WHAT TO WORK ON: Please lay out everything from the start of the data down to the line containing "point(468, 352)" as a JSON list of strings, one string per line, with blank lines omitted.

Coordinate annotation records:

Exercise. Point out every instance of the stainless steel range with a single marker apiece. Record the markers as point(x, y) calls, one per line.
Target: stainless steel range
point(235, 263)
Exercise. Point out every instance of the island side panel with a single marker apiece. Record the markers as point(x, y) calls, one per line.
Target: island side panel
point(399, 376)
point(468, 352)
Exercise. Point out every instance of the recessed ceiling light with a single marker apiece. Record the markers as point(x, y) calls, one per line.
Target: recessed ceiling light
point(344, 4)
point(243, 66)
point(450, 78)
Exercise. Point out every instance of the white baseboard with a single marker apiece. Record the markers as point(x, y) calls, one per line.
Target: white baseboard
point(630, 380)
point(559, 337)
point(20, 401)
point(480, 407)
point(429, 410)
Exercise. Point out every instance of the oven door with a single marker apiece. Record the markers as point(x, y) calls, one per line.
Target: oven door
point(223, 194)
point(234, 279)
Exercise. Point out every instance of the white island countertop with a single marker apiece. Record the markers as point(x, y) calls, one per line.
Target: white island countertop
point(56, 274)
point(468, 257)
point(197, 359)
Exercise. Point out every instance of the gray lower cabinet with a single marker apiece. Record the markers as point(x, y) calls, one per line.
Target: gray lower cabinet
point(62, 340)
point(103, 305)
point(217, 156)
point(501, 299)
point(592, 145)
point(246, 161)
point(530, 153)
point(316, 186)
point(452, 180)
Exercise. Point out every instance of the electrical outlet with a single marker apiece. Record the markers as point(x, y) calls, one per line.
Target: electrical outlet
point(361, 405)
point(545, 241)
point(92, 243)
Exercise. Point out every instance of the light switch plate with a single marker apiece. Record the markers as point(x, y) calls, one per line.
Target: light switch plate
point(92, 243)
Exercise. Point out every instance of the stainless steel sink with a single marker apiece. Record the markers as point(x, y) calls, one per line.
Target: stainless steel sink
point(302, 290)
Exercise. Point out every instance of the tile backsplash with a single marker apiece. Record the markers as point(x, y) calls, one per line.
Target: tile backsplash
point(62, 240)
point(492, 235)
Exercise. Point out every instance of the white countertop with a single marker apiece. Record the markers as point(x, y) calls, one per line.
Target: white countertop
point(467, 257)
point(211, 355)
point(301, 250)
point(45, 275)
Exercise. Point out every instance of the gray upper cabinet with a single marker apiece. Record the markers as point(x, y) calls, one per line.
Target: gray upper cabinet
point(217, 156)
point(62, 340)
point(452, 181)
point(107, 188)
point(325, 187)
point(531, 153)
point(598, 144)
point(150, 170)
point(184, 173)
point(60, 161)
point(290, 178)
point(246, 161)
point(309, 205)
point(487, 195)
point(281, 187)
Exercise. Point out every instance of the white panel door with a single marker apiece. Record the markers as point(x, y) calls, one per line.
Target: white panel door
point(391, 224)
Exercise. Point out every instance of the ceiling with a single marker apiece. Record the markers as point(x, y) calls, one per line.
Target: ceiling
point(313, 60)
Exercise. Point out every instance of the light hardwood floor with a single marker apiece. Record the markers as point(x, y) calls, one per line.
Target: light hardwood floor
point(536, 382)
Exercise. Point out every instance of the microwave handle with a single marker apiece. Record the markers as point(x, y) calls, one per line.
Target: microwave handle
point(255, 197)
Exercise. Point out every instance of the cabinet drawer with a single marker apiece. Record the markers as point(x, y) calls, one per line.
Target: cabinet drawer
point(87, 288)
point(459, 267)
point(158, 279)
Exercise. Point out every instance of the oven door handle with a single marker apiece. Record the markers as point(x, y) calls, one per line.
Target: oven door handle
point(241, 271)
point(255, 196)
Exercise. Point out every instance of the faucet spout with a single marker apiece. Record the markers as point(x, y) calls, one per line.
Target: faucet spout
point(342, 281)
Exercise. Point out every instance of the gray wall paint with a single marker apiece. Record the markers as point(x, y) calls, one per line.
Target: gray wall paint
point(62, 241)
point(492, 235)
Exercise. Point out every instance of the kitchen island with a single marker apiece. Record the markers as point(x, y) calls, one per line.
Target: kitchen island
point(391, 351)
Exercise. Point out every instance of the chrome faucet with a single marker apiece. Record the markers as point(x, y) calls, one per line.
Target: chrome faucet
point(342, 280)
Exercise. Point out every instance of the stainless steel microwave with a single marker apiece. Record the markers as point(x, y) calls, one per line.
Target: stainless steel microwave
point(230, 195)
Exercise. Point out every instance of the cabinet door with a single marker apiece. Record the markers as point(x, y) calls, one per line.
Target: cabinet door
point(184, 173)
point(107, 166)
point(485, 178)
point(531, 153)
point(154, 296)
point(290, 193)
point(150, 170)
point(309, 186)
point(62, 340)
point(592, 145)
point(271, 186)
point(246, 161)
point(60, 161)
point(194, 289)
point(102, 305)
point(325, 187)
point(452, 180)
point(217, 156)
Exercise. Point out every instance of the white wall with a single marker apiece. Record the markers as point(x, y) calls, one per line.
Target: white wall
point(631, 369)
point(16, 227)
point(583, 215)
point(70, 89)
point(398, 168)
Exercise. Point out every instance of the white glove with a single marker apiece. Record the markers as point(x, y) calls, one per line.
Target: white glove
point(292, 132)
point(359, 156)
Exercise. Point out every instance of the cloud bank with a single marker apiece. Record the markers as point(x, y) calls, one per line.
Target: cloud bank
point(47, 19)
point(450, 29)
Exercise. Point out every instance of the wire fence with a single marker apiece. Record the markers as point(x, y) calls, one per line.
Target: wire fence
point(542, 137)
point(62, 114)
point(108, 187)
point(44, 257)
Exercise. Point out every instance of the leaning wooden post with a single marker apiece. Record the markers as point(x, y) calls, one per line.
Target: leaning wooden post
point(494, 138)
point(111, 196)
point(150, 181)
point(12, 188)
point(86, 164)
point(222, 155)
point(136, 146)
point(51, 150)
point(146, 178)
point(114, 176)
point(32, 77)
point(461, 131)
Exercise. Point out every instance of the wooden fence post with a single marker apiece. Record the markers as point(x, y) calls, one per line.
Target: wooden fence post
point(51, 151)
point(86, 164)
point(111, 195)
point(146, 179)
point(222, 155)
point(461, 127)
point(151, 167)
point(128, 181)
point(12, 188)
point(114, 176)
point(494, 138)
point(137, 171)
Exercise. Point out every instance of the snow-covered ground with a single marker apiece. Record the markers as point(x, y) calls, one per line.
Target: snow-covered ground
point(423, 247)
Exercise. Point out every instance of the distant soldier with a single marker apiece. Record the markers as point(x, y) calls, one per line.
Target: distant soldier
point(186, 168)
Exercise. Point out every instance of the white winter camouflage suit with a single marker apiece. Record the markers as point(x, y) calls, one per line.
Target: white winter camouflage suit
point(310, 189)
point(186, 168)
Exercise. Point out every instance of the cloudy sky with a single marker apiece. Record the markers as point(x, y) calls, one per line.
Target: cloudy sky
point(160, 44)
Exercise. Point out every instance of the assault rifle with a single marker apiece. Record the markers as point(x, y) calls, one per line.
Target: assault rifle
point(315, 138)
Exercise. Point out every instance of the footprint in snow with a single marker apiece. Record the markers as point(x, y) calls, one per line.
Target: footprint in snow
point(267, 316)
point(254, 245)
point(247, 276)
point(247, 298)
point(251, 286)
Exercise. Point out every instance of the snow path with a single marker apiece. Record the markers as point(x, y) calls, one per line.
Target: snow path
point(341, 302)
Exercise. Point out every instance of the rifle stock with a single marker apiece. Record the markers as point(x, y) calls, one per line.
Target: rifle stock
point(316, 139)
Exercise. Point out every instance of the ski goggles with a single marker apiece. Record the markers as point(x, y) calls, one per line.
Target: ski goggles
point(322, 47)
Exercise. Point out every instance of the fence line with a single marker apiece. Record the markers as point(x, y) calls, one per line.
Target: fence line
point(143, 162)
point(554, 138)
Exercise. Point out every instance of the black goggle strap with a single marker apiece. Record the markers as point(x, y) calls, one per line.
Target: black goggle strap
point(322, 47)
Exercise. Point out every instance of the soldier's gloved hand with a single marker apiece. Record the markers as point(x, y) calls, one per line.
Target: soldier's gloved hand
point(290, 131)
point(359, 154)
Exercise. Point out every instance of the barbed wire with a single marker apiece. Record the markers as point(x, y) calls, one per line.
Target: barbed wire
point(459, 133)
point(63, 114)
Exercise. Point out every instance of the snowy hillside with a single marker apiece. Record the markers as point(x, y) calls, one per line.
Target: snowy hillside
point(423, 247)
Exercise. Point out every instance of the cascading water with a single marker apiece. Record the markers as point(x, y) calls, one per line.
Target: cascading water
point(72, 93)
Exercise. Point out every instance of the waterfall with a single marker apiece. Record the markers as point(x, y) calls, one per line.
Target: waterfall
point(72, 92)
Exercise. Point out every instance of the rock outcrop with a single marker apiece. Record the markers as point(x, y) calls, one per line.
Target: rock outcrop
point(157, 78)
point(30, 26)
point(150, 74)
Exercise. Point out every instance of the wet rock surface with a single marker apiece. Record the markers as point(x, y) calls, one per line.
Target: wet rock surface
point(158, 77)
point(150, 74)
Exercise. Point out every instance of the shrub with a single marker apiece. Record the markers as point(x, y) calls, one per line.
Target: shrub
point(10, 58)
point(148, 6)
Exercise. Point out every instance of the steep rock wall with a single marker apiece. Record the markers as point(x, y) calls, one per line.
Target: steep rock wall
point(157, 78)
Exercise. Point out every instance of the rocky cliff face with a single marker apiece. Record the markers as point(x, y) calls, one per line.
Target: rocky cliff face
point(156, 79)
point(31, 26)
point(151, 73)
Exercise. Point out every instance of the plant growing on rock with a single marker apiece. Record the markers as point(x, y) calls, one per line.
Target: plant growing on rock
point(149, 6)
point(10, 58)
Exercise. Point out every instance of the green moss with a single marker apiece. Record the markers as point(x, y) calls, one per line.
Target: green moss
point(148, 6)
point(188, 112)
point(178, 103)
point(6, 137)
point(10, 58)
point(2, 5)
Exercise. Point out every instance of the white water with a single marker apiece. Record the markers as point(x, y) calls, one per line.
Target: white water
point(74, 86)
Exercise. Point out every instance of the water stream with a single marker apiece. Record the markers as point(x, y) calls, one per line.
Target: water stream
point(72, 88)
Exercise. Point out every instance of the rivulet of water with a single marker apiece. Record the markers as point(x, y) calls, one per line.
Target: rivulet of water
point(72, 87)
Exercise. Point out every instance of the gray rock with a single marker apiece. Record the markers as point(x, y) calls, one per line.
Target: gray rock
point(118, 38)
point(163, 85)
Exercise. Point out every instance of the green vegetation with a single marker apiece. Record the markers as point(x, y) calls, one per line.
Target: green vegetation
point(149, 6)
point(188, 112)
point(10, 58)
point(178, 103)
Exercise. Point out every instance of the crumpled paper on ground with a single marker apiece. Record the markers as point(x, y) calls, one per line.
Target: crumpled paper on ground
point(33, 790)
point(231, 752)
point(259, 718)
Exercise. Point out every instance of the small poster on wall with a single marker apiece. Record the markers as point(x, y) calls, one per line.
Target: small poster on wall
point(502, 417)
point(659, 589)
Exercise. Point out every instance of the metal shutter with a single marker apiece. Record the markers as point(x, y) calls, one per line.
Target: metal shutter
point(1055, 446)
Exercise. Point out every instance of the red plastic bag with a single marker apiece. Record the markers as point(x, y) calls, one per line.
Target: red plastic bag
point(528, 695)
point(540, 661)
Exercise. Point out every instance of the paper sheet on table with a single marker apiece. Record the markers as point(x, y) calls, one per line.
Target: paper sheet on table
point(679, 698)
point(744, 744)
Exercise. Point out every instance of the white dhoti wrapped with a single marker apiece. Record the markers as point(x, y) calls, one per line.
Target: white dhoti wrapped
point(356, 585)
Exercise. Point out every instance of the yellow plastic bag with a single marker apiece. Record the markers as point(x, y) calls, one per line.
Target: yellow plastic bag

TASK RESPONSE:
[
  "Exercise. Point out every instance of the stainless steel range with a single marker apiece. Record the markers as point(x, y) calls, one per line.",
  "Target: stainless steel range",
  "point(235, 263)",
  "Exercise. Point out every instance of the island side panel with a single marker apiece. Record the markers as point(x, y) calls, one per line.",
  "Target: island side panel",
  "point(399, 376)",
  "point(468, 352)"
]